• _Task statement_: Check each line of the data below for the string "detection", then state how many have it and nothing else.

_ _ _

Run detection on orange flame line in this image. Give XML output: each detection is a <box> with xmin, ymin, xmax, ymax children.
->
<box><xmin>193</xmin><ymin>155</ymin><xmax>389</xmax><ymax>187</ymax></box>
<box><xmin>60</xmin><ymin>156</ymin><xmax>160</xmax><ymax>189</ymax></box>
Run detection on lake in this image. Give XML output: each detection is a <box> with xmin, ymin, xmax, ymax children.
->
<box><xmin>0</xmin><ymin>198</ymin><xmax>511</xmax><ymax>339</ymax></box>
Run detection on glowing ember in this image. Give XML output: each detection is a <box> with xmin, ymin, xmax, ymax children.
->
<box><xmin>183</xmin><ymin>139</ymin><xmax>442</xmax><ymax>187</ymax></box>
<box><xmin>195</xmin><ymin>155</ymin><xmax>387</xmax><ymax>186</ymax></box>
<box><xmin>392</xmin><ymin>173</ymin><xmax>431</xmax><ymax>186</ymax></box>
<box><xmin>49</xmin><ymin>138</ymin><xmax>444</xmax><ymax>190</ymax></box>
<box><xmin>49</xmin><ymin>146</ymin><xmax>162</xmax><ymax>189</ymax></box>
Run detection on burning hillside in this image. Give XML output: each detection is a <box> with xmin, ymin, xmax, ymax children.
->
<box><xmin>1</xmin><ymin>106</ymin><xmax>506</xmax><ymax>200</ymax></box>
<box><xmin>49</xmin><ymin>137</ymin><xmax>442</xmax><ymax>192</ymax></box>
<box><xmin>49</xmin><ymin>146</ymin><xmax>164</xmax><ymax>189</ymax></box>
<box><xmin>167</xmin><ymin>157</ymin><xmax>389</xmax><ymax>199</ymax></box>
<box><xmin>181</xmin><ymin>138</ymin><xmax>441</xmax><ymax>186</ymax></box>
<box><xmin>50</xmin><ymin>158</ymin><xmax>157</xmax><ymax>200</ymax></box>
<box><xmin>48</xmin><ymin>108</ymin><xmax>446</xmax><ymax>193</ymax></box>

_ _ _

• _Response to the exercise_: 4